---------- Dataset entries ----------

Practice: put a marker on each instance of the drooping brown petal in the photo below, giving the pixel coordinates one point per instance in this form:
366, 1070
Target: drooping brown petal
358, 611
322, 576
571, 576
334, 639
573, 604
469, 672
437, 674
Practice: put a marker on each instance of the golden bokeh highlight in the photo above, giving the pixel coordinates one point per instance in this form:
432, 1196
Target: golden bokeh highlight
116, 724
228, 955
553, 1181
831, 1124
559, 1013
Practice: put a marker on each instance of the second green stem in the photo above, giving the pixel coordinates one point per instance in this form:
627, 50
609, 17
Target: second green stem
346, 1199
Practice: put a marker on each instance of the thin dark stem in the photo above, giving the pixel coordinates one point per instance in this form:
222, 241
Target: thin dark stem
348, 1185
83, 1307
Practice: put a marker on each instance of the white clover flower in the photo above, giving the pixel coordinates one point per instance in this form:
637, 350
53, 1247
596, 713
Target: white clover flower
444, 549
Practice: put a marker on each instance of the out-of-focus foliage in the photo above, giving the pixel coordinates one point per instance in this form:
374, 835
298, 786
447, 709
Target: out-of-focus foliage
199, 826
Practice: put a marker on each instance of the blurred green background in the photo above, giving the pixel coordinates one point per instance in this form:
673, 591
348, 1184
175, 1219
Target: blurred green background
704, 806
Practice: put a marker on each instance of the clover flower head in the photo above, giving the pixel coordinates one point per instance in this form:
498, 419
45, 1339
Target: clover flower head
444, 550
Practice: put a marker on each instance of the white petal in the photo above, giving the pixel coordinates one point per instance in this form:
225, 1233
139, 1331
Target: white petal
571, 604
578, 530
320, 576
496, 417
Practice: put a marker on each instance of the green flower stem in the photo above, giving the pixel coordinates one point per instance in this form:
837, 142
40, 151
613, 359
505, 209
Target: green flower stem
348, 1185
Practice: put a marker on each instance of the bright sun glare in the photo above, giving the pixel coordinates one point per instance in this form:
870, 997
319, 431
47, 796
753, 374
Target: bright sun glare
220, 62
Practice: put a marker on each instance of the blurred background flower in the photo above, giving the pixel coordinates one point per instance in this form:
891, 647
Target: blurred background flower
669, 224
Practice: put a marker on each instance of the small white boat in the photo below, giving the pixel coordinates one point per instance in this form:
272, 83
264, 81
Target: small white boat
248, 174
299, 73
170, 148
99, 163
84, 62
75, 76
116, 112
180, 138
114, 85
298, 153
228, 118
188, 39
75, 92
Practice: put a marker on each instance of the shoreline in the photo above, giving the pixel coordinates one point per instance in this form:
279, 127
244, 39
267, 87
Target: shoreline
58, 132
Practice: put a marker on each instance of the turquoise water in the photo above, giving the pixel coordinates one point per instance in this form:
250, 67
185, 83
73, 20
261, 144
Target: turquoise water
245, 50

----------

» Objective
Return all of the items above verbatim, keeping every line unchanged.

» Task output
Practice: put a marker on each instance of the drooping brown petal in the photo below, giving the pixel coordinates one point per instance in this form:
366, 1070
Target: drooping brown petal
358, 611
322, 576
571, 576
334, 639
573, 604
469, 672
437, 674
Practice: put a marker on each instance of the golden bokeh highlight in the photo above, giving the pixel coordinates one point per instance in this form:
432, 1196
Target: golden bokeh highlight
116, 724
228, 955
553, 1181
831, 1124
559, 1013
Practice: put a marker on each instance of the second green stem in the photo above, giving the pixel coordinates one point per instance in this form:
627, 50
609, 17
Target: second green stem
346, 1199
Practice: put a marker on each instance of the thin dark stem in the photo above, giving the pixel coordinates one point per instance in this form:
222, 241
Target: thin dark stem
348, 1185
83, 1307
Practice: put a marker on each instance of the white clover flower in the photo above, giving the pixel coordinates one point per instance in this form:
637, 350
53, 1247
596, 713
Target: white clover flower
444, 549
Practice: put a marker on each instance of the out-of-focus foliage in the photo above, giving the pixel coordinates one point per instance in this form:
374, 835
298, 786
447, 709
Target: out-of-focus foliage
199, 826
Practice: put a marker on each instance of the blurred green background in the photo above, giving the pixel coordinates one point per instance in this form:
673, 591
348, 1184
175, 1219
Target: blurred green background
704, 806
Practice: put a marker on each instance of the clover flower head in the photo above, giving the pixel coordinates one point per instance in this form:
498, 419
45, 1339
Target: clover flower head
444, 550
Practice: put a marker on each instance of the white petal in the photo above, giving the pixel coordinates one point per instance in this form:
225, 1233
139, 1331
Target: white petal
571, 604
578, 530
320, 576
496, 417
Practice: put a marker on each instance of the green flower stem in the photo above, giving the pixel coordinates one point per instance in this form:
837, 142
40, 151
613, 359
505, 209
Target: green flower stem
348, 1185
Practice: put a marker on each instance of the bright sun glare in the photo above, giving the pixel coordinates one point per instance in this form:
870, 997
319, 431
47, 796
753, 374
Target: bright sun glare
220, 62
Practice: put a marker on each instance of the blurred background flower in the photo above, giving the pixel coordinates one point per instance in this form:
891, 647
Target: blurred background flower
669, 224
Practice: put a marker on each instance of the small white boat in the photo below, giving the pixel coordinates one point per instance in this form:
272, 83
264, 81
Target: small white boat
248, 174
299, 73
170, 148
99, 163
84, 62
75, 76
116, 112
180, 138
114, 85
298, 153
228, 118
188, 39
75, 92
Practice: put a marker on each instance of the shoreline in the photo above, giving the pixel coordinates one point per instance in this form:
279, 127
244, 39
267, 87
Target: shoreline
58, 132
Practice: put a marker on each instance of the turquoise water in the photo above, giving the pixel coordinates one point per instance in this form:
250, 67
185, 83
73, 20
261, 144
Target: turquoise water
245, 50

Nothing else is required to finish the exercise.